▶ _DIRECTIVE 1_
Reproduce a passage from the article on Uganda's oil: begin at the words that include "Yet there are" and stop after "politicians to resign.".
▶ _DIRECTIVE 2_
In the article on Uganda's oil, what is named as the country's most lucrative export?

▶ _QUOTED TEXT_
◇ ◇ ◇
KAMPALA, Uganda — When billions of barrels of oil reserves were found in Uganda five years ago, the discovery seemed like a gift from heaven to many in this poor, landlocked country.
Despite Ugandans’ dreams of industrialization, the country’s most lucrative export is coffee, and fish is second. Nearly 40 percent of the population survives on less than $1.25 a day, according to the World Bank. But when oil starts pumping within the next several years, the expected revenue of up to $2 billion a year could propel Uganda into the strata of middle-income countries, where few sub-Saharan African countries rank. A refinery will be built; infrastructure is promised.
Yet there are growing worries that the oil may prove to be more of a curse than a gift, similar to the fates of other countries in sub-Saharan Africa that have joined the petroleum bonanza. Uganda is considered by international experts to be among the most corrupt nations in the world, and even before oil production has begun, several senior government officials, including the prime minister, have been accused of pocketing millions of dollars in bribes from oil companies, forcing at least one of the politicians to resign.
The web of scandals may delay the much-anticipated starting date of oil production, adding to the already volatile politics in Uganda, which has recently been the scene of one of the most active protest movements in sub-Saharan Africa. Uganda’s Parliament voted in an emergency session in mid-October to freeze all oil contracts and begin investigations of the country’s prime minister, internal affairs minister and foreign minister, all of whom are close to the president and have been accused of taking money from Tullow Oil, a British company in Uganda that was scheduled to complete a $2.9 billion deal with the Ugandan government and two other companies to produce Uganda’s oil. Tullow has denied the accusations.
◇ ◇ ◇
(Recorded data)

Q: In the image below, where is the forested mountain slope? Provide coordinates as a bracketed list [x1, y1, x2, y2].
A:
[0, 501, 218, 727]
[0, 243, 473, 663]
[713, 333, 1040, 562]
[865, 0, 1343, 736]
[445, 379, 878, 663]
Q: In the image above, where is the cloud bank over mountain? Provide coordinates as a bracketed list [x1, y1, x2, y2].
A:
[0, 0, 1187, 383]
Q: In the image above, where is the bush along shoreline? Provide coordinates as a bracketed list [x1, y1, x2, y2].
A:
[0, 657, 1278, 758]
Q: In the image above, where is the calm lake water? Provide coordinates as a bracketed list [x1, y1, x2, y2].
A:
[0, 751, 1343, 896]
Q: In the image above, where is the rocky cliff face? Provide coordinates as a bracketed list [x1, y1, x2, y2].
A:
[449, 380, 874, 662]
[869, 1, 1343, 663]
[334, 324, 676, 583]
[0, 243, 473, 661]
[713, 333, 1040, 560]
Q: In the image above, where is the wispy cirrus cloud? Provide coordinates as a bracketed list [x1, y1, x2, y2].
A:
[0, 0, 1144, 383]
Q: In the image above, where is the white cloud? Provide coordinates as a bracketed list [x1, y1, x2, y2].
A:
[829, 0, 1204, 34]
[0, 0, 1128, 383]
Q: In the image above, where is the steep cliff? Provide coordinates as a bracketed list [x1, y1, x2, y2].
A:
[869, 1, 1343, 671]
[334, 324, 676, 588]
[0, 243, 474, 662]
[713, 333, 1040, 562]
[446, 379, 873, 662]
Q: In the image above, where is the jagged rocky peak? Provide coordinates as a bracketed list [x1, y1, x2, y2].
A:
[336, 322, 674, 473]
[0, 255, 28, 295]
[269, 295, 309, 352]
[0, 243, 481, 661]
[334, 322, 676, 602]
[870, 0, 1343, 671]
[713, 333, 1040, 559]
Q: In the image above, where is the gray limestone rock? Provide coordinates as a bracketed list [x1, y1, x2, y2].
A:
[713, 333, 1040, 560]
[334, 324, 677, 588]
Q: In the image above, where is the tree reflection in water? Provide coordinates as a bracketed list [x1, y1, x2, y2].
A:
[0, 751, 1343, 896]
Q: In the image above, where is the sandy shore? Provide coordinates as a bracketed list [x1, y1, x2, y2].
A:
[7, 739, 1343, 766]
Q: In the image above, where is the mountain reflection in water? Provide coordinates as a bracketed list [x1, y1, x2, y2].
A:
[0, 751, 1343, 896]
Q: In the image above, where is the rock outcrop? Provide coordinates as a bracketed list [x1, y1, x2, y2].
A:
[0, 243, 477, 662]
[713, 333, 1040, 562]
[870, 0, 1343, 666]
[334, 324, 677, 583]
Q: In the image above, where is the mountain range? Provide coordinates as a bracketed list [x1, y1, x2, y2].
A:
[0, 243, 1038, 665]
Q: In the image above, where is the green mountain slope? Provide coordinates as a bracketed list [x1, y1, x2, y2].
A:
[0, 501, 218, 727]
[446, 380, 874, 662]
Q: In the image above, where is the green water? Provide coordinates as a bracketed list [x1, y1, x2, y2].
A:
◇ ◇ ◇
▶ _RIGHT ANSWER 1_
Yet there are growing worries that the oil may prove to be more of a curse than a gift, similar to the fates of other countries in sub-Saharan Africa that have joined the petroleum bonanza. Uganda is considered by international experts to be among the most corrupt nations in the world, and even before oil production has begun, several senior government officials, including the prime minister, have been accused of pocketing millions of dollars in bribes from oil companies, forcing at least one of the politicians to resign.

▶ _RIGHT ANSWER 2_
Coffee.